▶ _What the exercise asks_: When you reach the line containing "column capital | bbox" in the entries below, start writing out each line exactly, and stop after the line containing "row of arches | bbox".

:: The data

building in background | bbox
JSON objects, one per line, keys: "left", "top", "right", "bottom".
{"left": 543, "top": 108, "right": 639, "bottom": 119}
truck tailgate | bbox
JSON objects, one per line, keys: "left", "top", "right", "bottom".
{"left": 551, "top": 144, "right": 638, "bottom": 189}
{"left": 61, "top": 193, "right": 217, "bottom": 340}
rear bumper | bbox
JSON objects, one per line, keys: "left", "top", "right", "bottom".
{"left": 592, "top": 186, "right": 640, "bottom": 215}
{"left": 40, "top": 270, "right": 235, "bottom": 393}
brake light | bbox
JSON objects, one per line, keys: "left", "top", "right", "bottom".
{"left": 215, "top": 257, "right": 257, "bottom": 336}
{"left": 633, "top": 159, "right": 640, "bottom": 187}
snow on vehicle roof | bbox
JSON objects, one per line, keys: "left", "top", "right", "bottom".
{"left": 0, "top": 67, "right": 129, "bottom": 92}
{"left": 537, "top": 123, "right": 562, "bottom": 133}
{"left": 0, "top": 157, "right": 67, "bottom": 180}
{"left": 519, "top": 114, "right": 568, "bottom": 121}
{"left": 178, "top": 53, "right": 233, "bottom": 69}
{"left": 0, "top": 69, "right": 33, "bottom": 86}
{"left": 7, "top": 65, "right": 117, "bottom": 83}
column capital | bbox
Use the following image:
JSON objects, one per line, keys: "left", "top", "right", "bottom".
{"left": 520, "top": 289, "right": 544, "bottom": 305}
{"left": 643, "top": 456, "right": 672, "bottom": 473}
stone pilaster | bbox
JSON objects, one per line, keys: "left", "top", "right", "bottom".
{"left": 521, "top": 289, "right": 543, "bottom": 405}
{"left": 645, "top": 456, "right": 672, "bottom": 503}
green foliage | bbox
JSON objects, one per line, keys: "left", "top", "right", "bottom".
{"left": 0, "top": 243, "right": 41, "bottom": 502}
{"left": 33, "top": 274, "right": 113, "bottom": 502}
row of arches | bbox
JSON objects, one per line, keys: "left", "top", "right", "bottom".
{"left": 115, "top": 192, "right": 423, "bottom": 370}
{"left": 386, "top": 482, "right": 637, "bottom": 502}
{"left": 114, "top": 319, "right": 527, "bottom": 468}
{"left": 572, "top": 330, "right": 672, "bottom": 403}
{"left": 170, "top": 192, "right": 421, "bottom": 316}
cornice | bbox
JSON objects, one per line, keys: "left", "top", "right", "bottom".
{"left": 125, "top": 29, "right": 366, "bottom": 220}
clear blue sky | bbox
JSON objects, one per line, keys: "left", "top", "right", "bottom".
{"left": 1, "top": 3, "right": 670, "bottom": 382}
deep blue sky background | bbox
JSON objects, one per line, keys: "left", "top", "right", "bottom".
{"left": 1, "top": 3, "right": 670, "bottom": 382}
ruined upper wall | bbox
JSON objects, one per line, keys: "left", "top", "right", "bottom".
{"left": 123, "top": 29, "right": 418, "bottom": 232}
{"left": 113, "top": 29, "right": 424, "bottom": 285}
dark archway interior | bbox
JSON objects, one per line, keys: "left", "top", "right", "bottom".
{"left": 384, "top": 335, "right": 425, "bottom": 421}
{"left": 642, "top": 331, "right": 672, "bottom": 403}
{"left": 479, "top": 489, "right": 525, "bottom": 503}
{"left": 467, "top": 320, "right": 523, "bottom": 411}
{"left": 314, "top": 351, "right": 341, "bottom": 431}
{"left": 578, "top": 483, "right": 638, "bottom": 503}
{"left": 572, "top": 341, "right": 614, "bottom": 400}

::::

▶ _Answer to the exercise_:
column capital | bbox
Use the following image:
JSON objects, one per line, keys: "left", "top", "right", "bottom".
{"left": 520, "top": 289, "right": 544, "bottom": 305}
{"left": 643, "top": 456, "right": 672, "bottom": 473}
stone pilaster | bbox
JSON objects, one per line, keys: "left", "top", "right", "bottom".
{"left": 521, "top": 289, "right": 543, "bottom": 405}
{"left": 645, "top": 456, "right": 672, "bottom": 503}
green foliage | bbox
JSON objects, one per line, keys: "left", "top", "right", "bottom".
{"left": 0, "top": 243, "right": 41, "bottom": 502}
{"left": 33, "top": 274, "right": 113, "bottom": 502}
row of arches | bbox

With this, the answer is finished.